* Material for this task
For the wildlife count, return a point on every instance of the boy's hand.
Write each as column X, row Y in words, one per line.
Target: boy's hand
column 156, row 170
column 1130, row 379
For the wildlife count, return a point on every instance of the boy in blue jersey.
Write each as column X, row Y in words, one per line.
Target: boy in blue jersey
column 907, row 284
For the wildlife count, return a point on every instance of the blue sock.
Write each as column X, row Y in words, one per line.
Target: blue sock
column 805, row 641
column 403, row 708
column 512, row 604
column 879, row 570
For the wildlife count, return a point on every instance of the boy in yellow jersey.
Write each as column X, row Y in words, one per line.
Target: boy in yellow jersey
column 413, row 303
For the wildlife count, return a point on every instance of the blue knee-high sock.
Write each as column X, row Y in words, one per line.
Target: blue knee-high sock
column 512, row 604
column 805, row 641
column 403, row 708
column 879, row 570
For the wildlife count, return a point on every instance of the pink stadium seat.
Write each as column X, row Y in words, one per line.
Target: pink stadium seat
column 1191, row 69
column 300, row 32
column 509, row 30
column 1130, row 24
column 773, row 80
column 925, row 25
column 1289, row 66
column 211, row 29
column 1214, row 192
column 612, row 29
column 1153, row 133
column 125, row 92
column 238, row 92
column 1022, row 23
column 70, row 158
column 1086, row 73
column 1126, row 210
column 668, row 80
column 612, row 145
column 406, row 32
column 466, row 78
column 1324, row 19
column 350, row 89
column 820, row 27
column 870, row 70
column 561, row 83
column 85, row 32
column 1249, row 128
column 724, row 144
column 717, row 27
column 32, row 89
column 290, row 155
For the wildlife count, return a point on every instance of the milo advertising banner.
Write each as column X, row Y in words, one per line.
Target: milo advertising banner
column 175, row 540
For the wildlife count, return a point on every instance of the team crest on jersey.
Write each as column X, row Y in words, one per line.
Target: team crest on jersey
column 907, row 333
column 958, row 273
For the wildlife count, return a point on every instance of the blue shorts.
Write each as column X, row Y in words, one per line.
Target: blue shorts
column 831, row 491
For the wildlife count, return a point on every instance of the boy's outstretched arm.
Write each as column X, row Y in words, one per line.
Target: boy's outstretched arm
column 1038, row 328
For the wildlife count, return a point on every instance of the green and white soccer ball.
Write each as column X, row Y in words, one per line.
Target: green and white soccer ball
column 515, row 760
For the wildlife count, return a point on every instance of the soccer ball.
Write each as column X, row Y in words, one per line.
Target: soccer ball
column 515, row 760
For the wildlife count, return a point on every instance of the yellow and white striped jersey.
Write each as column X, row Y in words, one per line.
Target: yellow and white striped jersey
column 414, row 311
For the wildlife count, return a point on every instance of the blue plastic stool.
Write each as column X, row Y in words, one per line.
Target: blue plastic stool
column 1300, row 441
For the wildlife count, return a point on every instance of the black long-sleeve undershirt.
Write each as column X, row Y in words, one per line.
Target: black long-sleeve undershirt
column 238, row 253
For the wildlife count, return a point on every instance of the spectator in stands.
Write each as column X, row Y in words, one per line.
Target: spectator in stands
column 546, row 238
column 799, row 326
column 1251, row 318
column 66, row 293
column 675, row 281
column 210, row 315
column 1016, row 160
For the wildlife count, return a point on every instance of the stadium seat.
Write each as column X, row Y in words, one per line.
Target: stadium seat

* Task
Recast every line of the rows above as a Markdown table with two columns, No. and Line. Number the lines in order and skip any blank ones.

* Correct output
| No. | Line |
|---|---|
| 1 | For the wildlife count, return a point on every instance of the boy's hand. |
| 2 | Write each as column X, row Y in words, one per line. |
| 3 | Target: boy's hand |
| 4 | column 156, row 170 |
| 5 | column 1130, row 379 |
| 6 | For the wildlife count, return a point on every instance of the boy in blue jersey. |
| 7 | Write each as column X, row Y in words, one per line. |
| 8 | Target: boy in blue jersey |
| 9 | column 907, row 284 |
| 10 | For the wildlife count, return a point on every instance of the blue sock. |
| 11 | Write each as column X, row Y in words, one per line. |
| 12 | Target: blue sock |
| 13 | column 805, row 641 |
| 14 | column 403, row 708 |
| 15 | column 512, row 604 |
| 16 | column 879, row 570 |
| 17 | For the wildlife count, return a point on every instance of the boy in yellow jersey. |
| 18 | Write each as column X, row Y in words, one per line. |
| 19 | Target: boy in yellow jersey |
| 20 | column 413, row 303 |
| 21 | For the wildlife count, return a point on every instance of the blue knee-high sock. |
| 22 | Write each as column X, row Y in words, one per line. |
| 23 | Target: blue knee-high sock |
| 24 | column 512, row 604 |
| 25 | column 805, row 641 |
| 26 | column 403, row 708 |
| 27 | column 879, row 570 |
| 28 | For the wildlife count, return a point on every instance of the pink stadium seat. |
| 29 | Write each as column X, row Y in words, one per line. |
| 30 | Target: pink stadium seat |
| 31 | column 1191, row 69 |
| 32 | column 300, row 32 |
| 33 | column 509, row 30 |
| 34 | column 1130, row 24 |
| 35 | column 773, row 80 |
| 36 | column 925, row 25 |
| 37 | column 1289, row 66 |
| 38 | column 211, row 29 |
| 39 | column 1214, row 192 |
| 40 | column 612, row 29 |
| 41 | column 1153, row 133 |
| 42 | column 125, row 92 |
| 43 | column 238, row 92 |
| 44 | column 1022, row 23 |
| 45 | column 70, row 158 |
| 46 | column 1086, row 73 |
| 47 | column 1126, row 210 |
| 48 | column 668, row 80 |
| 49 | column 612, row 145 |
| 50 | column 406, row 32 |
| 51 | column 466, row 78 |
| 52 | column 1324, row 19 |
| 53 | column 350, row 89 |
| 54 | column 820, row 27 |
| 55 | column 870, row 70 |
| 56 | column 561, row 83 |
| 57 | column 85, row 32 |
| 58 | column 1249, row 128 |
| 59 | column 724, row 144 |
| 60 | column 717, row 27 |
| 61 | column 32, row 89 |
| 62 | column 290, row 155 |
| 63 | For the wildlife count, return a point on every instance of the milo advertising banner. |
| 64 | Write each as column X, row Y in words, one per line. |
| 65 | Target: milo advertising banner |
| 66 | column 175, row 540 |
| 67 | For the wildlife count, return a point on every instance of the team crest on jersey. |
| 68 | Write each as column X, row Y in words, one per line. |
| 69 | Target: team crest on jersey |
| 70 | column 907, row 333 |
| 71 | column 958, row 273 |
| 72 | For the wildlife count, return a point on every instance of the blue shorts. |
| 73 | Write each as column X, row Y in words, one per line. |
| 74 | Target: blue shorts |
| 75 | column 831, row 491 |
| 76 | For the wildlife count, return a point on every instance of the boy's outstretched arm. |
| 77 | Write each as column X, row Y in words, one per line. |
| 78 | Target: boy's outstretched arm |
| 79 | column 1038, row 328 |
| 80 | For the wildlife count, return a point on every instance of the green and white soccer ball. |
| 81 | Write each as column X, row Y in words, one per line. |
| 82 | Target: green and white soccer ball |
| 83 | column 515, row 760 |
| 84 | For the wildlife count, return a point on every instance of the soccer ball. |
| 85 | Write each as column X, row Y in words, one per line. |
| 86 | Target: soccer ball |
| 87 | column 515, row 760 |
| 88 | For the wildlife count, return a point on every instance of the yellow and white striped jersey. |
| 89 | Write each as column X, row Y in words, one per line. |
| 90 | Target: yellow and white striped jersey |
| 91 | column 414, row 311 |
| 92 | For the wildlife count, return a point on every instance of the blue plastic stool. |
| 93 | Write each as column X, row Y in words, one per line. |
| 94 | Target: blue plastic stool |
| 95 | column 1300, row 441 |
| 96 | For the wildlife count, return a point on every instance of the black long-sleeve undershirt. |
| 97 | Write each as column X, row Y in words, one per line. |
| 98 | Target: black long-sleeve undershirt |
| 99 | column 238, row 253 |
| 100 | For the wildlife count, return a point on every instance of the spectator in stands. |
| 101 | Write each as column X, row Y in words, one per line. |
| 102 | Target: spectator in stands |
| 103 | column 546, row 238 |
| 104 | column 799, row 326 |
| 105 | column 1251, row 318 |
| 106 | column 66, row 293 |
| 107 | column 675, row 281 |
| 108 | column 210, row 315 |
| 109 | column 1016, row 160 |
| 110 | For the wildlife count, return a point on every instance of the stadium seat. |
| 111 | Write each as column X, row Y in words, one per line. |
| 112 | Target: stadium seat |